Work instruction A —
According to the article on Biden's "no federal solution" statement, why did the late-2021 problems call for different solutions rather than draconian ones?
Work instruction B —
In the article on Biden's "no federal solution" statement, transcribe the passage from "Backtracking and confusion" to "youngest among us.".

Excerpt —
--

December 2021 was far from a holiday-infused lull: President Biden began preparing the floor for next year's policy in between a series of new regulations and presidential executive orders. But perhaps one of the most surprising was his announcement (or admission) on the 27th of December when he stated that there is no federal solution to the COVID-19 pandemic.
Initially, the statement was taken with acrimony from both sides of the political arena. One of Biden's main campaign arguments was that the federal government was responsible for preventing widespread death, even going as far as stating that Donald Trump was unfit to continue as president because "he was responsible for so much death." For others, this statement was further proof of backtracking from a president trying to escape his overly-generous campaign promises.
As heads cooled off, political analysts could better examine the implications of his latest shift. For many constitutional experts, this could represent the beginning of a return to the right track.
A Shift in Policy or an Admission of Defeat?
The latter half of 2021 highlighted the fundamental contradictions of the federal pandemic response. Although Joe Biden had initially promised to "shut down the virus, but not the country," the United States was still severely impacted by a new variant that refused to go away.
Backtracking and confusion
Simultaneously, business owners and regular citizens became increasingly disgruntled at the confusing restrictions implemented. It was clear that the economy needed to reopen and capitalize on a dynamic job market and the first signs of economic revival.
Yet, many efforts to scale operations back up were confronted with a controversial vaccine mandate, which required extensive testing or vaccination certificates for any company with over 100 employees. School districts and the Department of Education became embroiled in costly legal battles over mask mandates, while scientists puzzled over the impact of masking the youngest among us.
Was a heavy-handed response ever needed?
Despite these measures, the last quarter of 2021 saw infection numbers climb back up. Like during all previous waves, it did so unevenly, ravaging some cities and leaving others untouched.
These unequal problems required different solutions rather than draconian ones. Therefore, when Biden announced that the pandemic had to "get solved at the state level," he was not merely throwing his hands up in defeat or pushing for a sudden shift into "endemic mode."
It was simply bringing back Federal powers where they belong and calling for States to provide the best solutions for their circumstances.
Federalism Renewed and at its Best
In reality, the Federal Government is now simply acknowledging something permanently embedded in the nation's founding documents. Rather than a shift in policy, Biden's statement was a moment of clarification: the country remains committed to Federalism, and there is little that a single administration can do about it by design.

--

Information provided —
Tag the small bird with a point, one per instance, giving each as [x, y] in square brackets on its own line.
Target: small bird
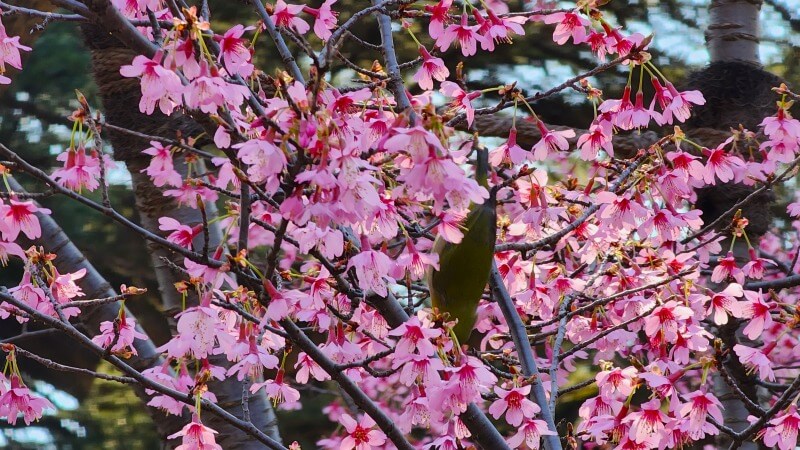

--

Exercise answer A —
Infection numbers rose unevenly in the last quarter of 2021, as in all previous waves. Some cities were ravaged while others were left untouched. Those unequal problems needed solutions suited to each place rather than one heavy-handed response.

Exercise answer B —
Backtracking and confusion
Simultaneously, business owners and regular citizens became increasingly disgruntled at the confusing restrictions implemented. It was clear that the economy needed to reopen and capitalize on a dynamic job market and the first signs of economic revival.
Yet, many efforts to scale operations back up were confronted with a controversial vaccine mandate, which required extensive testing or vaccination certificates for any company with over 100 employees. School districts and the Department of Education became embroiled in costly legal battles over mask mandates, while scientists puzzled over the impact of masking the youngest among us.